* _EXTRACT TO READ_
Attribute	Value	Description
`type`	`rss-article`	Fixed value identifying skill type
`schema-version`	`1.0.0`	Schema version for compatibility

Parsing Rules (For Main Agent/Applications)

code

┌─────────────────────────────────────────────────────┐
│  Skill Complete Output                              │
├─────────────────────────────────────────────────────┤
│  [Optional] Explanatory text (should be ignored)   │
│                                                     │
│  <skill-output type="rss-article" schema-version="1.0.0">
│  {                                                  │
│    "version": "1.0.0",                             │
│    "operation": "get",                             │
│    "result": { ... }  ← Structured result          │
│  }                                                  │
│  </skill-output>                                    │
│                                                     │
│  [Optional] Additional notes (should be ignored)   │
└─────────────────────────────────────────────────────┘

Main Agent Parsing Logic:

•Extract content between <skill-output ...> and </skill-output>
•Parse as JSON
•Validate against schema (optional but recommended)

* _SUPPLIED MATERIAL_
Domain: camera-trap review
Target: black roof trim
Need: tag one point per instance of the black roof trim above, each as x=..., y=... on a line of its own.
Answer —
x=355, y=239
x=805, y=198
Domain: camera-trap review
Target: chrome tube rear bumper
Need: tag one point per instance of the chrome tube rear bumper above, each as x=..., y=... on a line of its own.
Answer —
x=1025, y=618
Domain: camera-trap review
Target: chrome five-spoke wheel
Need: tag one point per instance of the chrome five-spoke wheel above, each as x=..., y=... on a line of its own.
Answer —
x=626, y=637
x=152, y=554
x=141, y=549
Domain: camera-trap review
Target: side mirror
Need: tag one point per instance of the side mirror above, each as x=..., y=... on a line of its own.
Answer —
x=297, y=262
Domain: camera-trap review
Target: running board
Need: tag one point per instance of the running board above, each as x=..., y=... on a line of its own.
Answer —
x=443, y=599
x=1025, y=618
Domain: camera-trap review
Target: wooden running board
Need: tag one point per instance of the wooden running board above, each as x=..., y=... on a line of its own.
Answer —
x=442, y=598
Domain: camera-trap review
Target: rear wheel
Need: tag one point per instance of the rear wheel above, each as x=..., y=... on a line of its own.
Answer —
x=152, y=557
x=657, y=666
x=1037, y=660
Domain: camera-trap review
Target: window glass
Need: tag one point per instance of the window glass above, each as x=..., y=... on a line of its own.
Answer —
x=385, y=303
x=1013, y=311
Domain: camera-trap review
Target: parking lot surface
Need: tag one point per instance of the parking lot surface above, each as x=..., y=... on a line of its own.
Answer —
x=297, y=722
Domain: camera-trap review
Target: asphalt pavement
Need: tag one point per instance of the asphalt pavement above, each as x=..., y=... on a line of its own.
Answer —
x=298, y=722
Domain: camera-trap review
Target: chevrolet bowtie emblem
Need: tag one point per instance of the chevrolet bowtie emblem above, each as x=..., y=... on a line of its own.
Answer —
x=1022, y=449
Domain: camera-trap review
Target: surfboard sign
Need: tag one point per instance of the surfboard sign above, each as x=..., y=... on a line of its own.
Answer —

* _TASK TO COMPLETE_
Extend the text above on parsing skill output, picking up after its last line.

* _RESULT_
•All content outside markers should be ignored

Output Structure

For `list` and `search` Operations

json

{
  "version": "1.0.0",
  "operation": "list",
  "result": {
    "type": "summary",
    "total_count": 5,
    "articles": [
      {
        "id": "article-id-123",
        "title": "Article Title",
        "author": "公众号名称",
        "published_at": "2026-01-20T10:30:00Z",
        "url": "https://mp.weixin.qq.com/s/article-id-123",
        "summary": "RSS 摘要内容..."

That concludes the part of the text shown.